Un personaje que me ha acompañado en mi camino creyente, en mi labor sacerdotal y en mi visión de la historia de la Iglesia ha sido la vocación de Jeremías: “¡Ay Señor mío! Mira que no se hablar, que soy un muchacho”. El Señor contestó: “No me digas que eres un muchacho: que a donde yo te envíe, irás; lo que yo te mande, lo dirás. No les tengas miedo que yo estoy contigo”.

A menudo, en mi vida he tenido la sensación de ser dirigida y llevada y no siempre según mi voluntad, aunque nunca en contra de ella.

La vocación de Jeremías me sugiere, además, el convencimiento de que el creyente es un hombre libre y autónomo porque goza del tesoro de su conciencia y de su responsabilidad. Aunque hablamos mucho de que el Espíritu actúa en cada uno de nosotros y de que la conciencia es la última instancia responsable de nuestras decisiones, en realidad, no pocas veces desconfiamos de esa libertad absoluta del espíritu y quedamos más tranquilos si nos ceñimos a las determinaciones del Derecho Canónico y del Magisterio para dirigir nuestras conciencias.

Sin embargo, estoy convencido de que nuestra primera responsabilidad consiste en conseguir que nuestras conciencias sean capaces de discernir y decidir por sí mismas siguiendo la inspiración del Señor.

En efecto, aunque sentirse en manos de la providencia y el misterio pueda reducirse a una mera frase rutinaria, no cabe duda de que vivir y experimentar en nuestra conciencia la presencia del misterio transforma nuestra vida y libera nuestro cristianismo de fórmulas y prácticas banales y, en el fondo, vacías, y nos ayuda a mostrarnos responsables y consecuentes con lo que hemos recibido.

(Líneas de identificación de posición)
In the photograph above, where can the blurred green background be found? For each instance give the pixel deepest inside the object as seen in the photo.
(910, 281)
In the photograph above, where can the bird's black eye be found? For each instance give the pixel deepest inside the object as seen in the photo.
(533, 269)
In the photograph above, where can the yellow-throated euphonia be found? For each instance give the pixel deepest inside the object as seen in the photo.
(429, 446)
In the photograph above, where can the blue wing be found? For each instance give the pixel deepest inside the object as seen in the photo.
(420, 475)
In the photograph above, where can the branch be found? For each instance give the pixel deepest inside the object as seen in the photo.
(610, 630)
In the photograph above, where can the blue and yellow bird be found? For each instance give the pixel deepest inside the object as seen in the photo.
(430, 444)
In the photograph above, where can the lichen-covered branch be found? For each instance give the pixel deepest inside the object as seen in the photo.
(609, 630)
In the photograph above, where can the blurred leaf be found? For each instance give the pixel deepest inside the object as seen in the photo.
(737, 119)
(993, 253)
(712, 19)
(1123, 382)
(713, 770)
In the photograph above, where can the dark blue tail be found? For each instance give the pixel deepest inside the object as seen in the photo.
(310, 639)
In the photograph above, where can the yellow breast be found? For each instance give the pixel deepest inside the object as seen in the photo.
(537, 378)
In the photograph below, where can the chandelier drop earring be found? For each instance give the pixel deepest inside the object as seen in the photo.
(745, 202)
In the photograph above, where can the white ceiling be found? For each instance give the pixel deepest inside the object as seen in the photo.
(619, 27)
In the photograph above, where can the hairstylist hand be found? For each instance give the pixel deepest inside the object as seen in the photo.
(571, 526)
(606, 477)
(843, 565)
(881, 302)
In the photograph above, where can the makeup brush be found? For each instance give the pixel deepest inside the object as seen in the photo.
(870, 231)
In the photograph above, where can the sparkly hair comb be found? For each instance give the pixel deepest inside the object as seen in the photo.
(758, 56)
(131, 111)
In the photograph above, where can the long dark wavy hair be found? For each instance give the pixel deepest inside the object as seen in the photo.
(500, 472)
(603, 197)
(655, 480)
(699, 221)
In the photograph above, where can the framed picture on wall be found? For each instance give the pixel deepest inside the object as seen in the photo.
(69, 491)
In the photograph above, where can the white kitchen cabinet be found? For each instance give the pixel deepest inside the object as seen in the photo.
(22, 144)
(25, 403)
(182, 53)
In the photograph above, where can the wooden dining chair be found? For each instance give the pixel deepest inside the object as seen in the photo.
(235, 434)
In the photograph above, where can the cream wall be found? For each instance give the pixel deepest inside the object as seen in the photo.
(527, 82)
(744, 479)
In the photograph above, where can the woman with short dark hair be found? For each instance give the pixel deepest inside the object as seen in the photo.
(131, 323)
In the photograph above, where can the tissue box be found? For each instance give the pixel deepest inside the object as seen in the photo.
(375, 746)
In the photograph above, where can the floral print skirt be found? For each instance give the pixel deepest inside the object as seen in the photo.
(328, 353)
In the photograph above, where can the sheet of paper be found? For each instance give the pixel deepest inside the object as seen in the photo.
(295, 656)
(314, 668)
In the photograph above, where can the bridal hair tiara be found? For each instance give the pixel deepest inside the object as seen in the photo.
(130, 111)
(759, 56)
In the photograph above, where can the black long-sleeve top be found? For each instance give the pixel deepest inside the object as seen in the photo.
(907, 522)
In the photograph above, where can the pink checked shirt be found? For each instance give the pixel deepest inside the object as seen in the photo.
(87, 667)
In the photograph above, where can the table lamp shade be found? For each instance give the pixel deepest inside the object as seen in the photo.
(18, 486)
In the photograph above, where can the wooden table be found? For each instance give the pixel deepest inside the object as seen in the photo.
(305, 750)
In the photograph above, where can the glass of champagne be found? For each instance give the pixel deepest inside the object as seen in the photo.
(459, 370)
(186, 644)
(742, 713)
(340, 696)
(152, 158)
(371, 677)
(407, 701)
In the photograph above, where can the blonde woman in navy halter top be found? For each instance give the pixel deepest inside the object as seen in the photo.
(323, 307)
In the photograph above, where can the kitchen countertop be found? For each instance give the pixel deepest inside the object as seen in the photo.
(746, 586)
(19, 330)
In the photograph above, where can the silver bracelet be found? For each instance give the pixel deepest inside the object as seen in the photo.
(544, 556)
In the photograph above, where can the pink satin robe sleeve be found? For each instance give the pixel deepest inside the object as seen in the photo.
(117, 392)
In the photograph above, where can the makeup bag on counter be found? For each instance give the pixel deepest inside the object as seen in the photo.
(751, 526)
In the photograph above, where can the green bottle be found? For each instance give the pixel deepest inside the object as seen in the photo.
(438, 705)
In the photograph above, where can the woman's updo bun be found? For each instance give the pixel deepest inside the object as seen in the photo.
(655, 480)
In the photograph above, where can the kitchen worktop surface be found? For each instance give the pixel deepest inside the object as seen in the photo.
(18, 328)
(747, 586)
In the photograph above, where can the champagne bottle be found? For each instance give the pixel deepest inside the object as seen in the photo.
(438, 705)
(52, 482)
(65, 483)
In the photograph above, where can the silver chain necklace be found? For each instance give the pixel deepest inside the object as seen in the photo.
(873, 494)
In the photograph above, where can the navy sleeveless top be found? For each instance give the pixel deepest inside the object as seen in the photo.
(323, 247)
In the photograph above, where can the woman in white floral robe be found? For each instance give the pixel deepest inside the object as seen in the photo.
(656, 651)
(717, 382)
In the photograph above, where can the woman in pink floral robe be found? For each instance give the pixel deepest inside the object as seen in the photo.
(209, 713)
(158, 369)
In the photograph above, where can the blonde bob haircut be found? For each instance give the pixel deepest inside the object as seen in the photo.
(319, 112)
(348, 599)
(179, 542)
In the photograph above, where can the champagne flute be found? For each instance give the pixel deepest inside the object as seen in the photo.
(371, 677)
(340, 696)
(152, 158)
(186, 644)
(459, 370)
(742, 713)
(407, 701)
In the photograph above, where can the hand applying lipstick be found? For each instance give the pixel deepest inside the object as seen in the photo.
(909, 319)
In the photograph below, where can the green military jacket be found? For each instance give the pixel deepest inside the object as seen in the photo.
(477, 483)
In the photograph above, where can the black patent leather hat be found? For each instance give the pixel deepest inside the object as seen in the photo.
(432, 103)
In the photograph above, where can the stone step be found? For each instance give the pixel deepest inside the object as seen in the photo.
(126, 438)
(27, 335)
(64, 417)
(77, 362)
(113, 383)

> [Ejercicio 1]: En el texto sobre la vocación de Jeremías, ¿qué se señala como nuestra primera responsabilidad?
> [Ejercicio 2]: Prosigue el texto sobre la vocación de Jeremías a partir de su última oración.
Estas líneas constituyen un material aparte del texto.

> [Respuesta esperada 1]: Conseguir que nuestras conciencias sean capaces de discernir y decidir por sí mismas siguiendo la inspiración del Señor.

> [Respuesta esperada 2]:
El sacerdote es el hermano que debiera estar en este camino con gran humildad y disponibilidad. En ese encuentro de Dios con la criatura él no es actor ni protagonista, pero puede escuchar, servir y sobre todo amar. Mientras sea capaz de amar, puede ayudar.

Nuestra historia no siempre transcurre según el proyecto de Dios, pero él es el Señor de la historia y al final de los tiempos todo se consumirá en su amor. No debemos considerarnos, pues, tan protagonistas y tan decisivos, y debemos respetar más las conciencias de los creyentes, conciencias iluminadas por el evangelio y fortalecidas por la docilidad al Espíritu mucho más de lo que aceptamos. Seamos conscientes de que cuando Dios quiere a alguien lo quiere para siempre y porque nos quiere nos creó y se encarnó.

Allí donde no hay amor, Dios no está presente. Toda la historia humana se reduce al amor y al desamor, al pecado y a la gracia, a la capacidad de sentirse hijos del Padre o, por el contrario, a la incapacidad de encontrar compañía y andar errantes y vagando por el mundo y por la Iglesia cual nuevos Caínes. Todas las posibilidades de la verdad están con el que ama, mientras que el que no ama no ha descubierto a Cristo por muchos catecismos que enseñe. Si en la comunidad cristianos hubiéramos tomado en serio las consideraciones del Apóstol, nuestra historia hubiera sido diferente y nuestras relaciones mostrarían la gozosa fraternidad de los hijos de Dios. Si en lugar de organizar hogueras para quemar a pobres ignorantes, homosexuales, masturbadores o brujas, hubiésemos señalado con coraje a los incapaces de amar, todo hubiera sido distinto; si hubiéramos proclamado que Dios quiere que los hombres sean justos y se amen los unos a los otros, al menos, tanto como que crean que El está verdadera y realmente presente en el sacramento eucarístico, nuestras palabras tendrían más autoridad. Si nuestra Iglesia fuera, fundamentalmente, una comunidad de amor y no se convirtiera, a veces, en un amasijo de clanes,  seríamos verdaderos discípulos del Maestro.

A pesar de todo, resulta gozosamente motivadora la consideración de que innumerables cristianos en la historia y ahora mismo, aquí mismo, han considerado que no había mejor medio de transmitir el amor de Dios que con cataplasmas, linimentos y apósitos, limpieza, justicia, enseñanza, escucha y solidaridad. Misericordia y protección pedimos a Dios. Misericordia, amor y cercanía es cuanto podemos ofrecer a los hermanos.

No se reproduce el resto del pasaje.